THE PROBLEM: Repeat the material verbatim and drop the pictures.

INPUT FOR THIS TASK:

★ ★ ★ ★ ★ ★ ★

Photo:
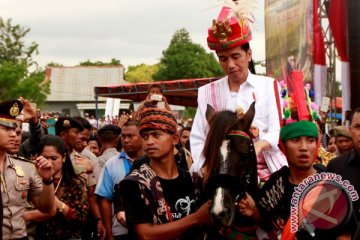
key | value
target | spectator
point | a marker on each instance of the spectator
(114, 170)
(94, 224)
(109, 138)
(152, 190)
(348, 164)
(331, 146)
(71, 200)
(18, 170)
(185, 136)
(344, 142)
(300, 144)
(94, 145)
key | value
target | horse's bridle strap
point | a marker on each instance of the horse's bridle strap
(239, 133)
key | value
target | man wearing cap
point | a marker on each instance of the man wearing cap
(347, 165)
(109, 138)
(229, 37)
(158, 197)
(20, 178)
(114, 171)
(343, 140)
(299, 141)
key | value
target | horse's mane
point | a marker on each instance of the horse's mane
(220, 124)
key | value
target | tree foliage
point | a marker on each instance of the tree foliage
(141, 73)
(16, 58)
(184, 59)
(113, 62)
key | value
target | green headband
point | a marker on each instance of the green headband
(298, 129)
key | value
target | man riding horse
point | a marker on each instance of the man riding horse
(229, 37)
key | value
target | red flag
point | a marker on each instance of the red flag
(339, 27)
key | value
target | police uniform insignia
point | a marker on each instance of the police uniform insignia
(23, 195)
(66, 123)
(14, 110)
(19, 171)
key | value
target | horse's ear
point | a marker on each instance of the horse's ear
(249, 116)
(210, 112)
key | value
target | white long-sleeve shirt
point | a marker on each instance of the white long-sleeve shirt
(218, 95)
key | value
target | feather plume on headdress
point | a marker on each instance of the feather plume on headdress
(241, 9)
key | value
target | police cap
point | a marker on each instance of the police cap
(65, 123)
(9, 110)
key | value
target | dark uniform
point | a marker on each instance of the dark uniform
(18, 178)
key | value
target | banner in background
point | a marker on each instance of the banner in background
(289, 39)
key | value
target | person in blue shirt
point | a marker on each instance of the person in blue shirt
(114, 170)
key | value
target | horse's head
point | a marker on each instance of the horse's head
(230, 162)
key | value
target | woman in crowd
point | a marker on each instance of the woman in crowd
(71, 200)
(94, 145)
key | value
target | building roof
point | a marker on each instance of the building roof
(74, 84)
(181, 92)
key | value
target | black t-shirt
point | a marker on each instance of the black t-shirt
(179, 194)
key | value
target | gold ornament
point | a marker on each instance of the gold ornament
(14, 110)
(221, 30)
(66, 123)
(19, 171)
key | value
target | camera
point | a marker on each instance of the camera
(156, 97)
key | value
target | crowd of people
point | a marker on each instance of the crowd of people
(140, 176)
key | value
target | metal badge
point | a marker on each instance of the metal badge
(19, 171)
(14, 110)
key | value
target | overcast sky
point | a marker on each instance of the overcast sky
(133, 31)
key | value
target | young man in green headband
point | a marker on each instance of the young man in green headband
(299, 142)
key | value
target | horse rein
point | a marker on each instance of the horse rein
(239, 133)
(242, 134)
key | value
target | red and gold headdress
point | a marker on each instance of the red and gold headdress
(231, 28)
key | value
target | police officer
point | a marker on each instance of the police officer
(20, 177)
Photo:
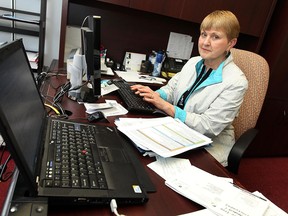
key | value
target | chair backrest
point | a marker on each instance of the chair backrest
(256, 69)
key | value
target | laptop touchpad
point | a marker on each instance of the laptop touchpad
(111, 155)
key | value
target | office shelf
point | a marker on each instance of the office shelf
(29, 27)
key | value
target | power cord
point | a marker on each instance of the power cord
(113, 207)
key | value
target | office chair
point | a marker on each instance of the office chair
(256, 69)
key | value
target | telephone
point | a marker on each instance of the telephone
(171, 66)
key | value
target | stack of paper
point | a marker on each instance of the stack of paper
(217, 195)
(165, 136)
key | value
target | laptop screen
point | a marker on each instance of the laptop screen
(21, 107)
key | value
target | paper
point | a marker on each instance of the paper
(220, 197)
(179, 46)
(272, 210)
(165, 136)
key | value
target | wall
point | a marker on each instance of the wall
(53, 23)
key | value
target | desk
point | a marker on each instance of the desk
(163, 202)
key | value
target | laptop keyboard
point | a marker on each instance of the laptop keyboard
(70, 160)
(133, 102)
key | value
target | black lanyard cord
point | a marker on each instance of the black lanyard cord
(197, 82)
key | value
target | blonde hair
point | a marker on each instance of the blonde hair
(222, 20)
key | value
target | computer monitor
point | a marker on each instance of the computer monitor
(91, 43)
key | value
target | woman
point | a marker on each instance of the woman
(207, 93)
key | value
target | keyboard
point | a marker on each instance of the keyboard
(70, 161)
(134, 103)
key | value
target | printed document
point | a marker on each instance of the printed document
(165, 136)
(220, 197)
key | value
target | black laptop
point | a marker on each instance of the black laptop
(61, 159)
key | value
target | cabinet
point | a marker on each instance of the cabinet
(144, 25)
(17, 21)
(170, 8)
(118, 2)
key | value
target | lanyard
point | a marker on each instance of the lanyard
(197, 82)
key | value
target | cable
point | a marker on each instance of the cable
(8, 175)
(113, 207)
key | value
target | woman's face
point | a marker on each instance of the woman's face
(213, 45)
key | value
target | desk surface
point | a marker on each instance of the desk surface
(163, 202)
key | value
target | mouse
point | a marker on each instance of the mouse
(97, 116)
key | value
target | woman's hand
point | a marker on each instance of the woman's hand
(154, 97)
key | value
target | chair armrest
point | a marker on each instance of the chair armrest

★ ★ ★ ★ ★ ★ ★

TASK RESPONSE:
Photo:
key | value
target | spectator
point | a marker on each instance of the spectator
(114, 170)
(94, 224)
(109, 138)
(152, 190)
(348, 164)
(331, 146)
(71, 200)
(18, 170)
(185, 136)
(344, 142)
(300, 144)
(94, 145)
key | value
target | horse's bridle strap
point | a marker on each instance of the horse's bridle strap
(239, 133)
key | value
target | man wearing cap
point | a marker on each instance of the man wearing cap
(347, 165)
(109, 138)
(229, 37)
(158, 197)
(20, 178)
(114, 171)
(343, 140)
(299, 141)
key | value
target | horse's mane
point | a marker on each instance of the horse's mane
(220, 124)
key | value
target | tree foliage
point | a marker on each instance of the tree foliage
(141, 73)
(16, 58)
(184, 59)
(113, 62)
key | value
target | green headband
point | a marker on each instance of the green headband
(298, 129)
key | value
target | man riding horse
point | a marker on each instance of the man riding horse
(229, 37)
key | value
target | red flag
point | a marker on each instance of the red flag
(339, 27)
key | value
target | police uniform insignia
point | a marker on each instance of the police uniform insignia
(23, 195)
(66, 123)
(14, 110)
(19, 171)
key | value
target | horse's ear
point | a marker on each instance of the horse's ear
(249, 116)
(210, 112)
key | value
target | white long-sleeve shirt
point | a marker on each instance of the white long-sleeve shirt
(218, 95)
key | value
target | feather plume on headdress
point | a marker on each instance of the feather plume on headdress
(241, 9)
key | value
target | police cap
point | a marker on each instance of the police cap
(65, 123)
(9, 110)
key | value
target | dark uniform
point | a marker on each instance of the dark uniform
(18, 178)
key | value
target | banner in background
point | a marker on each instance of the banner in background
(289, 39)
key | value
target | person in blue shirt
point | a marker on each instance of the person in blue shirt
(114, 170)
key | value
target | horse's head
point | a marker on each instance of the horse's head
(230, 162)
key | value
target | woman in crowd
point | a marker on each instance of the woman in crowd
(71, 200)
(94, 145)
key | value
target | building roof
point | a marker on each instance of the building roof
(74, 84)
(181, 92)
key | value
target | black t-shirt
point | a marker on each instance of the black t-shirt
(179, 194)
key | value
target | gold ornament
point | a marker on each instance of the gold ornament
(14, 110)
(221, 30)
(66, 123)
(19, 171)
key | value
target | camera
point | a marker on each instance of the camera
(156, 97)
key | value
target | crowd of people
point | a marker on each instance of the crowd of people
(140, 176)
key | value
target | metal badge
point | a marker on each instance of the metal badge
(19, 171)
(14, 110)
key | value
target | overcast sky
point | a marker on each instance of the overcast sky
(133, 31)
key | value
target | young man in green headband
point | a marker on each instance of the young man in green headband
(299, 142)
key | value
target | horse rein
point | a marker on each instance of the horse rein
(239, 133)
(242, 134)
key | value
target | red and gold headdress
point | a marker on each instance of the red and gold headdress
(231, 28)
key | value
target | police officer
point | a marker on each instance of the police officer
(20, 177)
Photo:
key | value
target | chair backrest
point | a marker on each instance of the chair backrest
(256, 69)
key | value
target | laptop touchpad
point | a marker on each instance of the laptop touchpad
(111, 155)
key | value
target | office shelf
point | a marker on each instance of the office shelf
(29, 27)
key | value
target | power cord
point | a marker on each instance of the power cord
(113, 207)
key | value
target | office chair
point | a marker on each instance of the office chair
(256, 69)
key | value
target | telephone
point | a marker on each instance of the telephone
(171, 66)
key | value
target | stack of paper
point | a marker on each instance of the stack of paper
(217, 195)
(165, 136)
key | value
target | laptop screen
point | a marker on each instance of the laptop screen
(21, 107)
key | value
target | paper
point | a marker on each instance of the paper
(220, 197)
(179, 46)
(272, 210)
(165, 136)
key | value
target | wall
point | a marker on each instance of the wall
(53, 23)
key | value
target | desk
point | a marker on each instance of the desk
(163, 202)
key | value
target | laptop keyboard
point | a marker on each instance of the laptop keyboard
(70, 160)
(133, 102)
key | value
target | black lanyard cord
point | a marker on each instance of the black lanyard cord
(197, 82)
key | value
target | blonde hair
point | a marker on each instance of the blonde hair
(222, 20)
key | value
target | computer monitor
point | a marker on each instance of the computer monitor
(91, 43)
key | value
target | woman
point | a marker on each instance of the woman
(207, 93)
key | value
target | keyboard
point | a marker on each instance of the keyboard
(70, 161)
(134, 103)
key | value
target | printed document
point | a marker on each instance of the printed document
(165, 136)
(220, 197)
key | value
target | black laptop
point | a marker on each instance of the black laptop
(61, 159)
key | value
target | cabinet
point | a marker on each instance of the cabinet
(144, 25)
(17, 21)
(170, 8)
(118, 2)
key | value
target | lanyard
point | a marker on each instance of the lanyard
(197, 82)
key | value
target | cable
point | a marker on each instance of the cable
(8, 175)
(113, 207)
key | value
target | woman's face
point | a marker on each instance of the woman's face
(213, 45)
key | value
target | desk surface
point | a marker on each instance of the desk surface
(163, 202)
key | value
target | mouse
point | a marker on each instance of the mouse
(97, 116)
key | value
target | woman's hand
point | a marker on each instance of the woman's hand
(154, 97)
key | value
target | chair armrest
point | a marker on each instance of the chair armrest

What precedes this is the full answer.